=== RECORDS SUPPLIED ===

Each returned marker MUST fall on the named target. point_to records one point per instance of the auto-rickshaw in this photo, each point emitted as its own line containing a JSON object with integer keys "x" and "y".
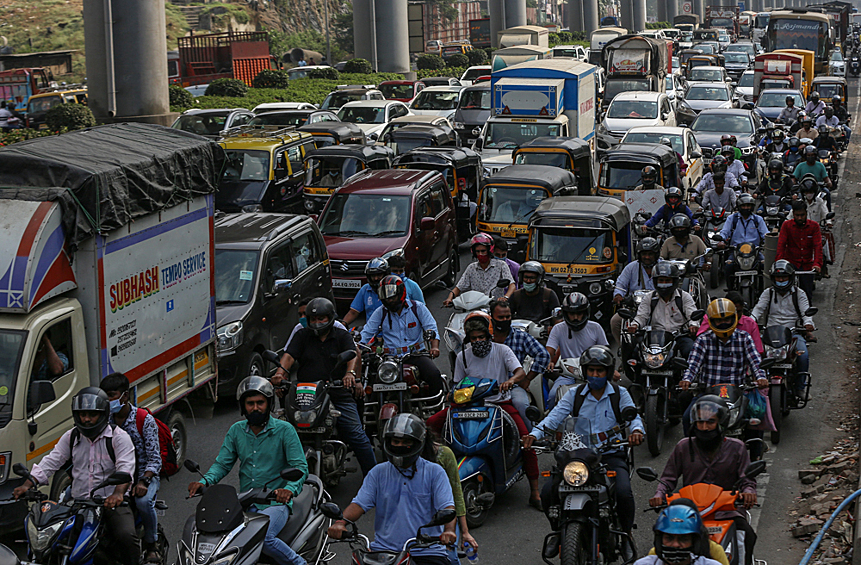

===
=== RECORDS SUPPLIED ===

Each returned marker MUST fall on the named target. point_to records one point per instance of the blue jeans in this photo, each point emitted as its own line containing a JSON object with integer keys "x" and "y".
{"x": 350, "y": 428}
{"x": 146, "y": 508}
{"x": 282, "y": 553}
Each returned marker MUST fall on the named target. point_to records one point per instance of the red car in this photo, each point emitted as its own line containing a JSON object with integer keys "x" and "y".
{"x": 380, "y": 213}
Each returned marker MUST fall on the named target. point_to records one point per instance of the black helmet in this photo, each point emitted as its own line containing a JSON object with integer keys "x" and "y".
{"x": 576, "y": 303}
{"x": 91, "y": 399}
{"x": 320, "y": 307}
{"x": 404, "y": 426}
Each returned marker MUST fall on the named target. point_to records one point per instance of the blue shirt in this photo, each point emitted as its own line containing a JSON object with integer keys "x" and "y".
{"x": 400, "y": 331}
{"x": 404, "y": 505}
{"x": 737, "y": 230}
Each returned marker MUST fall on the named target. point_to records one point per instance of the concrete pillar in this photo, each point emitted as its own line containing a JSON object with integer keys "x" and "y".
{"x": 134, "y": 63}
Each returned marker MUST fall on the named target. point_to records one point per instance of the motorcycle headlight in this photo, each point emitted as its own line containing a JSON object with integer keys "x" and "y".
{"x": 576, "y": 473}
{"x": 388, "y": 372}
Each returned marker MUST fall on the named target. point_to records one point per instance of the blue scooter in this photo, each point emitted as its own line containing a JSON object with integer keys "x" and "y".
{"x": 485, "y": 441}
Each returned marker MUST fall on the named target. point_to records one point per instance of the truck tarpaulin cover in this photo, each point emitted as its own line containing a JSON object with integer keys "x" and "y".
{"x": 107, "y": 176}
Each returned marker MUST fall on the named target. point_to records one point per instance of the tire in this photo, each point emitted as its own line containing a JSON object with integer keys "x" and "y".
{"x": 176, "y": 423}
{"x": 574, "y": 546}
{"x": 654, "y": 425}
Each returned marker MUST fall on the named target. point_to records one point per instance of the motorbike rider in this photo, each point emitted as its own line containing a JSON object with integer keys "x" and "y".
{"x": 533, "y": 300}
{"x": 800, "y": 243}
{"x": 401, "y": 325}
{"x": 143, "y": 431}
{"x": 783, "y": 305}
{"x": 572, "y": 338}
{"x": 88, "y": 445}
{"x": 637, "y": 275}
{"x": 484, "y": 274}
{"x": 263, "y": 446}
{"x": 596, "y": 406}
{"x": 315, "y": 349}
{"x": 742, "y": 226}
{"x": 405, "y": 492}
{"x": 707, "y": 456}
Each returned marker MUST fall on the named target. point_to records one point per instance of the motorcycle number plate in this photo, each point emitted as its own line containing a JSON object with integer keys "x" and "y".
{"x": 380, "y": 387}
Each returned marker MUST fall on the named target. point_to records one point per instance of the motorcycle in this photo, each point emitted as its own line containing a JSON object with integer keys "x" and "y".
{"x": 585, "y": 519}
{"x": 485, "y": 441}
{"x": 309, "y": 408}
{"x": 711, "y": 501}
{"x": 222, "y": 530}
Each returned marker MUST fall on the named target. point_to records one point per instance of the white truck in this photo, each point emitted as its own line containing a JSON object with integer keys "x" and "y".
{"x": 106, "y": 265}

===

WHAT YOU SHOULD DO:
Please list every line in the data above that contains the string "motorcycle", treating uppercase and lowercase letters as distinct.

FULL OUTPUT:
Each returned marker MUST fall on the named target. point_to records one point per instance of the motorcycle headlight in this photo, each point emitted as its own line containing a JSON object with integer keys "x" and "y".
Each returned marker MUST fall on the named target. point_to records one point per instance of the motorcycle number plate in this photo, each point emitted as its own line containing a JSON object with integer keys "x" and "y".
Each returned marker MUST fall on the named target. point_to records one point per instance of the motorcycle in this photo, each point emitted as its own line containing a JSON object with integer keys "x" and "y".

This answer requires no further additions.